RECORDS PROVIDED |

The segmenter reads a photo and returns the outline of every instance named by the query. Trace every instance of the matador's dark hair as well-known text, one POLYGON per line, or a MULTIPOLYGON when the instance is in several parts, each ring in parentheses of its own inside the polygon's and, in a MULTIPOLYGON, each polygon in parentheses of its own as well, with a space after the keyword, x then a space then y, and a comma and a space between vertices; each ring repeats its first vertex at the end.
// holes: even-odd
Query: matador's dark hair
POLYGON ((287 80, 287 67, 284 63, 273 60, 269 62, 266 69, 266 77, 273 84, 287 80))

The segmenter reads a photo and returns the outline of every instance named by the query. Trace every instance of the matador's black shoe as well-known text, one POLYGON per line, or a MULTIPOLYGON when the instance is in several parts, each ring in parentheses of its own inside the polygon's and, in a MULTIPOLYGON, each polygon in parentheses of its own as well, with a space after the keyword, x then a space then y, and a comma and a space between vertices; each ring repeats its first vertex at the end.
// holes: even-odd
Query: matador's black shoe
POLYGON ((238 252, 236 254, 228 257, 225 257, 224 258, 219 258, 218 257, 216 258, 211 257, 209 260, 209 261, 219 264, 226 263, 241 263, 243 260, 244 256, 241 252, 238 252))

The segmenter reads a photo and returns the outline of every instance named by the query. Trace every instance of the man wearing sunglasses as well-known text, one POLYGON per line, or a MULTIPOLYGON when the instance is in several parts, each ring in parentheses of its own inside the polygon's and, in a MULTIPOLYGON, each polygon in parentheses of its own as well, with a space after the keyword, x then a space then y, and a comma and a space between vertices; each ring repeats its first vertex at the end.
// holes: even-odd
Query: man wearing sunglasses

SHORT PROBLEM | Put every line of the records above into a numbered list, skipping the blank lines.

RESULT FOR THIS EXERCISE |
1. The segmenter reads a photo and returns the outline of every instance named by the query. Trace every instance of the matador's dark hair as well-known text, one POLYGON per line, or a MULTIPOLYGON when the instance is in several parts, each ring in parentheses of its own inside the polygon's and, in a MULTIPOLYGON, each polygon in parentheses of its own as well, with a space after the keyword, x then a space then y, and a comma and a space between vertices; each ring repeats its first vertex at the end.
2. // holes: even-odd
3. Query: matador's dark hair
4. POLYGON ((287 80, 287 67, 284 63, 273 60, 269 62, 266 69, 266 77, 273 84, 287 80))
5. The segmenter reads a photo and returns the outline of every instance named by the query. Trace every instance of the matador's black shoe as well-known text, one POLYGON per line, or a MULTIPOLYGON when the instance is in several parts, each ring in parentheses of its own inside the polygon's and, in a MULTIPOLYGON, each polygon in parentheses of its own as well, with a space after the keyword, x then a space then y, and a comma and a space between vertices; each ring repeats its first vertex at the end.
6. // holes: even-odd
7. Query: matador's black shoe
8. POLYGON ((238 252, 236 254, 228 257, 225 257, 224 258, 219 258, 218 257, 216 258, 211 257, 209 260, 209 261, 219 264, 226 263, 241 263, 243 260, 244 256, 241 252, 238 252))
9. The segmenter reads a photo and returns the outline of every instance named by the query. Trace every instance of the man wearing sunglasses as well-known text, one POLYGON per line, or a MULTIPOLYGON when the instance is in several parts, each ring in parentheses of its own inside the polygon's and, in a MULTIPOLYGON, each polygon in parentheses of its own as well, with a space after the keyword, x then a space then y, and a comma and a space between vertices; each ring repeats its first vertex at the end.
10. // holes: even-odd
11. Query: man wearing sunglasses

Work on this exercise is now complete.